> [PROBLEM TO WORK ON]:
In the listing below, find each line that holds the string "Inspect" and copy it.

----

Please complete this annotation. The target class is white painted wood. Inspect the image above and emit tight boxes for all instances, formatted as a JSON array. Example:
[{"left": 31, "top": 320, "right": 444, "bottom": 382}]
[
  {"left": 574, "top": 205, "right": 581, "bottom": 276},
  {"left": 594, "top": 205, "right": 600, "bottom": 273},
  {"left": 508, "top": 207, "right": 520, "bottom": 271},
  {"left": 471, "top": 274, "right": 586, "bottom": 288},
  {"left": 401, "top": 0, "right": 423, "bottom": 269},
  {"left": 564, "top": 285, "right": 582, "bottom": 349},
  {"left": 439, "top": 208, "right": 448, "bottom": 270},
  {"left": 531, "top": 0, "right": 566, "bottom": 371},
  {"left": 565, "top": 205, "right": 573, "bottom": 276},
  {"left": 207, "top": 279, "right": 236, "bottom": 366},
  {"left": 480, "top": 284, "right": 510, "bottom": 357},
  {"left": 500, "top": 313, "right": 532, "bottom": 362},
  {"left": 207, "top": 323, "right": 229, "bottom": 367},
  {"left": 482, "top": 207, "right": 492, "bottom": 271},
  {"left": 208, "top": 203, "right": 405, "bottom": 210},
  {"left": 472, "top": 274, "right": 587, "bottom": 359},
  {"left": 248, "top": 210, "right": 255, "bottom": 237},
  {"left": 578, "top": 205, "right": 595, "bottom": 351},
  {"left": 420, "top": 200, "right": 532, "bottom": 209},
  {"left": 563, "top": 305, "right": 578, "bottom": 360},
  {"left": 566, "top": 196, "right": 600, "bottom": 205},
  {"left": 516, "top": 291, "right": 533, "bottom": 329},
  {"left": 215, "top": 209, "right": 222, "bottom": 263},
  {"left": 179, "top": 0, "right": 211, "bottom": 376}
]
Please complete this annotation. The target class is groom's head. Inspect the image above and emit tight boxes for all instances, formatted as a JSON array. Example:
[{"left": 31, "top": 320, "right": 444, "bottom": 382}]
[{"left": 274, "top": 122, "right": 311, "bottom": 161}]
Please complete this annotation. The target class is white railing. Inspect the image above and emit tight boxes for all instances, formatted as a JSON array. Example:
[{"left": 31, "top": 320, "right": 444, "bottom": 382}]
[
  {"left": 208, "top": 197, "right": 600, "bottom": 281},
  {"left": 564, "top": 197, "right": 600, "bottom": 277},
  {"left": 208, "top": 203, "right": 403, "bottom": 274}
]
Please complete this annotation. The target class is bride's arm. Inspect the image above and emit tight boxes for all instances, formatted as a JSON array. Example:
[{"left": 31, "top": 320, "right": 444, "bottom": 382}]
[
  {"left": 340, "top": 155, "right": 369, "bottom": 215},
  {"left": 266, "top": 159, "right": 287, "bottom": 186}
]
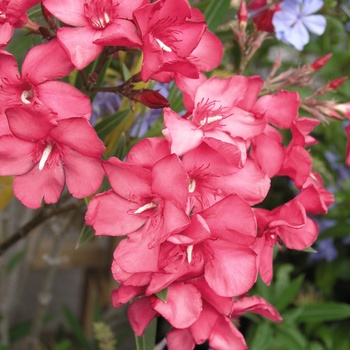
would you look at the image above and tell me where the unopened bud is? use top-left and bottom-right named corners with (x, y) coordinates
top-left (134, 89), bottom-right (170, 109)
top-left (310, 53), bottom-right (332, 71)
top-left (334, 102), bottom-right (350, 119)
top-left (327, 76), bottom-right (348, 90)
top-left (238, 0), bottom-right (248, 29)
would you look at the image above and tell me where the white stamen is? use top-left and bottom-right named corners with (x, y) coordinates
top-left (0, 12), bottom-right (6, 20)
top-left (188, 179), bottom-right (196, 193)
top-left (104, 12), bottom-right (110, 24)
top-left (39, 144), bottom-right (53, 171)
top-left (187, 245), bottom-right (194, 263)
top-left (134, 202), bottom-right (157, 214)
top-left (21, 90), bottom-right (32, 104)
top-left (199, 115), bottom-right (223, 126)
top-left (155, 38), bottom-right (172, 52)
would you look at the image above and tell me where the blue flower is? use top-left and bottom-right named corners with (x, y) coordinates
top-left (272, 0), bottom-right (327, 50)
top-left (310, 237), bottom-right (338, 262)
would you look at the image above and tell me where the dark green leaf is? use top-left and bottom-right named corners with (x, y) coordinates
top-left (204, 0), bottom-right (231, 32)
top-left (62, 305), bottom-right (91, 349)
top-left (297, 302), bottom-right (350, 323)
top-left (135, 318), bottom-right (157, 350)
top-left (155, 288), bottom-right (168, 302)
top-left (94, 109), bottom-right (130, 140)
top-left (76, 225), bottom-right (95, 249)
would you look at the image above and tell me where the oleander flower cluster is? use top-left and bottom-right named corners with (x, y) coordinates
top-left (0, 0), bottom-right (340, 349)
top-left (86, 72), bottom-right (334, 348)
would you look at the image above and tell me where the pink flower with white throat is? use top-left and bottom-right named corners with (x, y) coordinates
top-left (0, 0), bottom-right (40, 47)
top-left (43, 0), bottom-right (144, 69)
top-left (133, 0), bottom-right (222, 82)
top-left (0, 39), bottom-right (91, 120)
top-left (0, 105), bottom-right (105, 209)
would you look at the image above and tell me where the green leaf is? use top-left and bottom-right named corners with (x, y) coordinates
top-left (249, 322), bottom-right (273, 350)
top-left (204, 0), bottom-right (231, 32)
top-left (62, 305), bottom-right (91, 350)
top-left (6, 249), bottom-right (25, 273)
top-left (52, 340), bottom-right (73, 350)
top-left (135, 318), bottom-right (157, 350)
top-left (155, 288), bottom-right (168, 302)
top-left (94, 109), bottom-right (130, 140)
top-left (303, 247), bottom-right (317, 253)
top-left (275, 326), bottom-right (308, 350)
top-left (297, 302), bottom-right (350, 323)
top-left (76, 225), bottom-right (95, 249)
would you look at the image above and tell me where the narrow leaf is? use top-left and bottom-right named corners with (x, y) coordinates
top-left (135, 318), bottom-right (157, 350)
top-left (297, 302), bottom-right (350, 323)
top-left (204, 0), bottom-right (231, 33)
top-left (76, 224), bottom-right (95, 249)
top-left (94, 109), bottom-right (130, 140)
top-left (155, 288), bottom-right (168, 302)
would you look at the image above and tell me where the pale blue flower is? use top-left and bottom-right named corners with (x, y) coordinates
top-left (272, 0), bottom-right (327, 50)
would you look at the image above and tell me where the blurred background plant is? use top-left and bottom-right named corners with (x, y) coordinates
top-left (1, 0), bottom-right (350, 349)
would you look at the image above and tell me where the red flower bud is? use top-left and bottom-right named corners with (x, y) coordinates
top-left (327, 76), bottom-right (348, 90)
top-left (310, 53), bottom-right (332, 71)
top-left (238, 0), bottom-right (248, 26)
top-left (136, 89), bottom-right (170, 109)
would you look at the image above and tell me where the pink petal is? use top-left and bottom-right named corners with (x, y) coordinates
top-left (37, 81), bottom-right (91, 120)
top-left (43, 0), bottom-right (88, 26)
top-left (85, 190), bottom-right (147, 236)
top-left (167, 329), bottom-right (195, 350)
top-left (0, 22), bottom-right (14, 47)
top-left (22, 39), bottom-right (74, 85)
top-left (252, 91), bottom-right (300, 128)
top-left (195, 76), bottom-right (248, 111)
top-left (103, 157), bottom-right (152, 199)
top-left (236, 76), bottom-right (264, 111)
top-left (114, 233), bottom-right (160, 273)
top-left (189, 30), bottom-right (223, 72)
top-left (110, 285), bottom-right (145, 308)
top-left (163, 108), bottom-right (203, 155)
top-left (208, 159), bottom-right (270, 205)
top-left (62, 147), bottom-right (104, 198)
top-left (232, 295), bottom-right (282, 322)
top-left (201, 194), bottom-right (257, 245)
top-left (5, 106), bottom-right (56, 141)
top-left (189, 303), bottom-right (220, 344)
top-left (14, 162), bottom-right (65, 209)
top-left (114, 0), bottom-right (146, 19)
top-left (150, 282), bottom-right (202, 329)
top-left (151, 154), bottom-right (188, 207)
top-left (126, 137), bottom-right (170, 169)
top-left (205, 240), bottom-right (257, 297)
top-left (128, 297), bottom-right (158, 336)
top-left (279, 146), bottom-right (312, 188)
top-left (0, 50), bottom-right (19, 81)
top-left (204, 137), bottom-right (247, 168)
top-left (251, 133), bottom-right (285, 177)
top-left (50, 118), bottom-right (105, 157)
top-left (57, 27), bottom-right (103, 70)
top-left (93, 20), bottom-right (142, 47)
top-left (0, 135), bottom-right (35, 175)
top-left (209, 316), bottom-right (247, 350)
top-left (278, 216), bottom-right (318, 250)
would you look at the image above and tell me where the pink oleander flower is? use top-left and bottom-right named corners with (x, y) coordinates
top-left (133, 0), bottom-right (222, 82)
top-left (0, 0), bottom-right (40, 47)
top-left (43, 0), bottom-right (144, 69)
top-left (253, 199), bottom-right (318, 285)
top-left (86, 153), bottom-right (191, 248)
top-left (0, 39), bottom-right (91, 120)
top-left (0, 105), bottom-right (105, 208)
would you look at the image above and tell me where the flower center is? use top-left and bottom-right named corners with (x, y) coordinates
top-left (155, 38), bottom-right (172, 52)
top-left (39, 144), bottom-right (53, 171)
top-left (21, 89), bottom-right (33, 104)
top-left (187, 245), bottom-right (194, 263)
top-left (84, 0), bottom-right (113, 29)
top-left (134, 201), bottom-right (157, 214)
top-left (188, 179), bottom-right (196, 193)
top-left (192, 98), bottom-right (226, 130)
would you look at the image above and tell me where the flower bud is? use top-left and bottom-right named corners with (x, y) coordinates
top-left (327, 76), bottom-right (348, 90)
top-left (134, 89), bottom-right (170, 109)
top-left (310, 53), bottom-right (332, 71)
top-left (238, 0), bottom-right (248, 29)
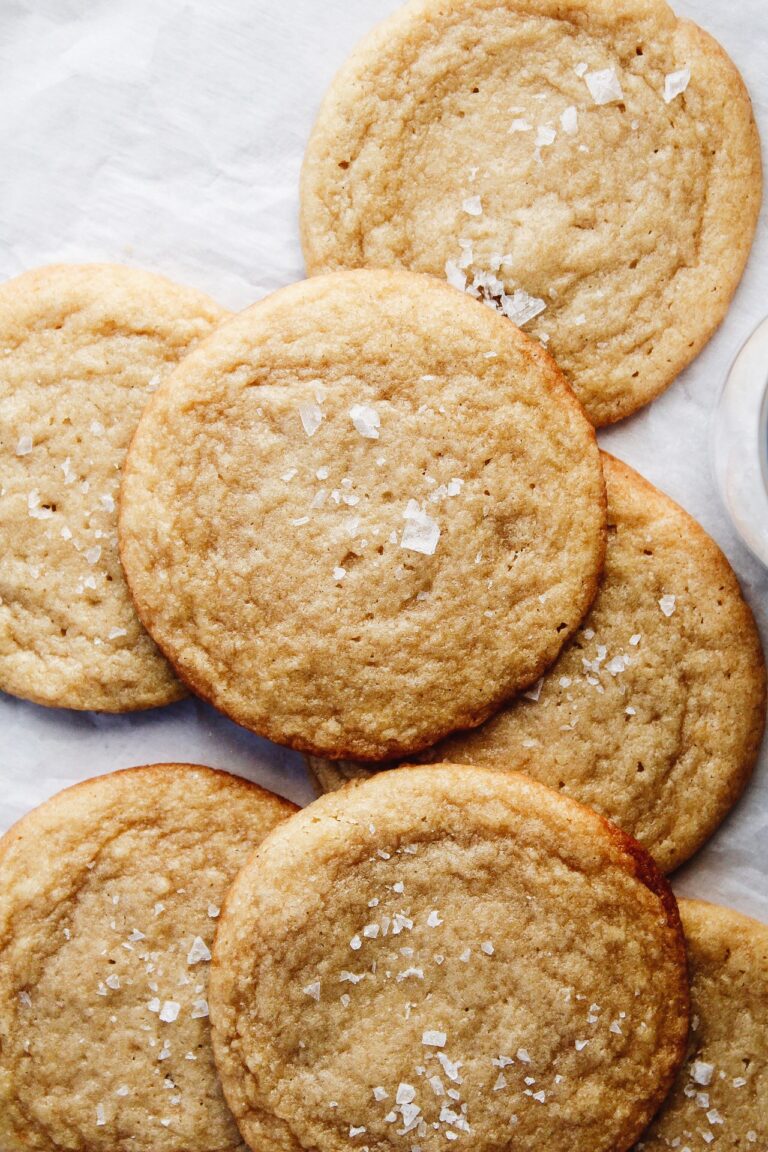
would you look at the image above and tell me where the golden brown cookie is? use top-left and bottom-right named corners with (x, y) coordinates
top-left (0, 763), bottom-right (296, 1152)
top-left (301, 0), bottom-right (762, 426)
top-left (0, 264), bottom-right (228, 711)
top-left (308, 454), bottom-right (766, 873)
top-left (636, 899), bottom-right (768, 1151)
top-left (210, 763), bottom-right (690, 1152)
top-left (119, 269), bottom-right (605, 761)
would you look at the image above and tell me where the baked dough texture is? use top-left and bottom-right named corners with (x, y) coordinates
top-left (210, 764), bottom-right (689, 1152)
top-left (119, 270), bottom-right (606, 760)
top-left (0, 263), bottom-right (228, 712)
top-left (636, 899), bottom-right (768, 1150)
top-left (308, 454), bottom-right (766, 872)
top-left (0, 763), bottom-right (296, 1152)
top-left (301, 0), bottom-right (762, 426)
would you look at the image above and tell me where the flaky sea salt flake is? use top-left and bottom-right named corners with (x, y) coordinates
top-left (659, 594), bottom-right (677, 617)
top-left (561, 106), bottom-right (579, 135)
top-left (15, 435), bottom-right (33, 456)
top-left (401, 503), bottom-right (441, 557)
top-left (350, 404), bottom-right (381, 440)
top-left (299, 402), bottom-right (323, 438)
top-left (423, 1030), bottom-right (447, 1048)
top-left (664, 67), bottom-right (691, 103)
top-left (585, 68), bottom-right (624, 105)
top-left (523, 678), bottom-right (544, 703)
top-left (501, 289), bottom-right (547, 327)
top-left (187, 936), bottom-right (211, 965)
top-left (691, 1061), bottom-right (714, 1086)
top-left (462, 196), bottom-right (483, 216)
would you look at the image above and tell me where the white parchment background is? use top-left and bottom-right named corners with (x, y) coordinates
top-left (0, 0), bottom-right (766, 918)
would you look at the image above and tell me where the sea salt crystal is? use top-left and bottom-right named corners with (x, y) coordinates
top-left (333, 567), bottom-right (347, 582)
top-left (462, 196), bottom-right (483, 216)
top-left (396, 1083), bottom-right (417, 1106)
top-left (535, 125), bottom-right (556, 148)
top-left (85, 546), bottom-right (102, 565)
top-left (159, 1001), bottom-right (181, 1023)
top-left (304, 982), bottom-right (321, 1000)
top-left (501, 289), bottom-right (547, 327)
top-left (191, 999), bottom-right (209, 1019)
top-left (299, 402), bottom-right (323, 438)
top-left (691, 1061), bottom-right (715, 1086)
top-left (585, 68), bottom-right (624, 105)
top-left (560, 106), bottom-right (579, 135)
top-left (350, 935), bottom-right (362, 951)
top-left (481, 941), bottom-right (494, 956)
top-left (423, 1030), bottom-right (447, 1047)
top-left (575, 1039), bottom-right (589, 1051)
top-left (187, 937), bottom-right (211, 965)
top-left (427, 910), bottom-right (443, 927)
top-left (445, 261), bottom-right (467, 291)
top-left (15, 435), bottom-right (33, 456)
top-left (27, 490), bottom-right (53, 519)
top-left (509, 119), bottom-right (533, 133)
top-left (96, 1104), bottom-right (106, 1127)
top-left (659, 594), bottom-right (677, 617)
top-left (350, 404), bottom-right (381, 440)
top-left (523, 678), bottom-right (544, 702)
top-left (437, 1053), bottom-right (462, 1082)
top-left (517, 1049), bottom-right (531, 1063)
top-left (401, 501), bottom-right (440, 557)
top-left (664, 67), bottom-right (691, 103)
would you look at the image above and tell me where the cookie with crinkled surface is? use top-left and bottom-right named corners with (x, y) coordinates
top-left (0, 762), bottom-right (296, 1152)
top-left (635, 900), bottom-right (768, 1151)
top-left (301, 0), bottom-right (762, 426)
top-left (0, 264), bottom-right (228, 711)
top-left (119, 269), bottom-right (605, 761)
top-left (209, 763), bottom-right (690, 1152)
top-left (308, 454), bottom-right (766, 872)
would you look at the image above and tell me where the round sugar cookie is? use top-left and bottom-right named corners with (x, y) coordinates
top-left (636, 900), bottom-right (768, 1151)
top-left (300, 0), bottom-right (762, 426)
top-left (119, 269), bottom-right (606, 761)
top-left (0, 763), bottom-right (296, 1152)
top-left (308, 454), bottom-right (766, 872)
top-left (209, 764), bottom-right (690, 1152)
top-left (0, 264), bottom-right (228, 712)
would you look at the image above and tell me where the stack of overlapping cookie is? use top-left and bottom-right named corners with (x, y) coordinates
top-left (0, 1), bottom-right (766, 1150)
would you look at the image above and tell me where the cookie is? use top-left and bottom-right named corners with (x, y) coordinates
top-left (308, 454), bottom-right (766, 873)
top-left (0, 762), bottom-right (296, 1152)
top-left (301, 0), bottom-right (762, 426)
top-left (0, 264), bottom-right (228, 711)
top-left (119, 269), bottom-right (606, 761)
top-left (636, 899), bottom-right (768, 1151)
top-left (209, 763), bottom-right (690, 1152)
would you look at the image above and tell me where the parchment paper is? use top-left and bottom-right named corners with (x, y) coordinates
top-left (0, 0), bottom-right (766, 918)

----

> [TASK OUTPUT]:
Please complete this annotation. The target class is white painted wood. Inspect the image above and emit tight boxes for all instances, formatted as a JSON array. Example:
Please complete this annotation. The target class is groom's head. Inspect the image above and emit tight boxes for all instances, formatted as a JSON array. Example:
Please complete this annotation. The target class is white railing. Inspect the image above and emit tight boxes for all instances, formatted as a JSON array. Example:
Please complete this annotation. The target class is bride's arm. Inspect the image above and emit tight boxes for all instances, formatted as a JSON array. Example:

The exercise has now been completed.